## Work to complete
Return every one of the lines below that contains the word "road". Case counts.

## Extracted material
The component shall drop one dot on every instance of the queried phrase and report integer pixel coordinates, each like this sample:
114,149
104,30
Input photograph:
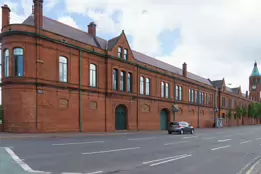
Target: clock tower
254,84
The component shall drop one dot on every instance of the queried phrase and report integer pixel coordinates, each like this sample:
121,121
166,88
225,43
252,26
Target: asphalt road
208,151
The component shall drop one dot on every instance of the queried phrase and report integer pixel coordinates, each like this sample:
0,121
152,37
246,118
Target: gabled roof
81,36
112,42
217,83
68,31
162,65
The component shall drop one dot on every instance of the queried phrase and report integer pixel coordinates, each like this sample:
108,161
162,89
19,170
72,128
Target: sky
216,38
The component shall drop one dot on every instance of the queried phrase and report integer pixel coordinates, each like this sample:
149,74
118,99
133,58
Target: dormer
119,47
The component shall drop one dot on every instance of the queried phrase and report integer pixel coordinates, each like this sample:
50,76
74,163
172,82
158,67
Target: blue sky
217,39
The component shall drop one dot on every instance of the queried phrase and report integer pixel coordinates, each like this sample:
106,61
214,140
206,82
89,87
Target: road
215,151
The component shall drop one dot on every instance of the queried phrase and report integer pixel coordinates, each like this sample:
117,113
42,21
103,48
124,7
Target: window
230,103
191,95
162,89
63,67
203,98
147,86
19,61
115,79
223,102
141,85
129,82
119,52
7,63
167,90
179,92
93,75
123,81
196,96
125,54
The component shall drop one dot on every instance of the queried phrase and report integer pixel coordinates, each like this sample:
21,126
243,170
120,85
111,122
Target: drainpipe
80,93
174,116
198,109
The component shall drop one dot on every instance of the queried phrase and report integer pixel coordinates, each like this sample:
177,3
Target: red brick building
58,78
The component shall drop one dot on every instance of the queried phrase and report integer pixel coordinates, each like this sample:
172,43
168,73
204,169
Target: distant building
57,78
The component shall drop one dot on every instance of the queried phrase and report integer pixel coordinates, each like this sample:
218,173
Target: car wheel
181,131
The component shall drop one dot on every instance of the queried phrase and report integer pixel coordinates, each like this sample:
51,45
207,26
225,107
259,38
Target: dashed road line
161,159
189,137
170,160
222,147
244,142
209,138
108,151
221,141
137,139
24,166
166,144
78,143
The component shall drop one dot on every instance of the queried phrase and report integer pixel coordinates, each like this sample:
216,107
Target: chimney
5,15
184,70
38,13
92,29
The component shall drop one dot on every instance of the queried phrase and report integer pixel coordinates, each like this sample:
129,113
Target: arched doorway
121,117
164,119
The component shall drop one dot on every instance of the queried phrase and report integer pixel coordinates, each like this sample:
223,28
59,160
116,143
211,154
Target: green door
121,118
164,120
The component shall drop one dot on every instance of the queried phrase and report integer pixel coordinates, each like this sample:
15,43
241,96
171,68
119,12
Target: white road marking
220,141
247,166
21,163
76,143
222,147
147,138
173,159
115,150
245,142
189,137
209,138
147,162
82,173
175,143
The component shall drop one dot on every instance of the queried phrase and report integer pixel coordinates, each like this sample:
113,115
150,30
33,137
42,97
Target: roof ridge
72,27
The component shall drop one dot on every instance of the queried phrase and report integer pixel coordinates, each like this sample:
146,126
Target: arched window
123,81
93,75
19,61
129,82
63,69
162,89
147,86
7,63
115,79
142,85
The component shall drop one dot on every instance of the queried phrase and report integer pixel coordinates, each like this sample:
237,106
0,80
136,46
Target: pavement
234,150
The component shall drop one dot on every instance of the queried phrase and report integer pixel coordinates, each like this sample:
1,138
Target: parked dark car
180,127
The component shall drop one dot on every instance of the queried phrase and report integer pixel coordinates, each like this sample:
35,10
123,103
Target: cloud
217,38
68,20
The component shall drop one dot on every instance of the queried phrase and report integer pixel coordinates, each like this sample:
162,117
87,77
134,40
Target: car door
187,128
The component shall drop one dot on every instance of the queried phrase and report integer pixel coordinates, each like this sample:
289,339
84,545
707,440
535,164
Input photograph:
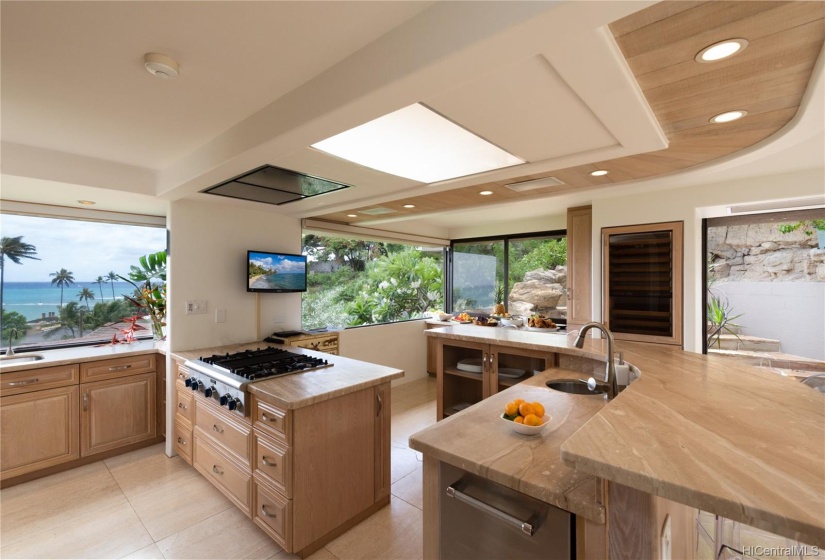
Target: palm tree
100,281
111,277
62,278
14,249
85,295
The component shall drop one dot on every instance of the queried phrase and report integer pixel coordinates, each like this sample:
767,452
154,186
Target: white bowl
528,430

## Result of the task
Target: asphalt road
Target: road
Target: dashed road line
Target: white road marking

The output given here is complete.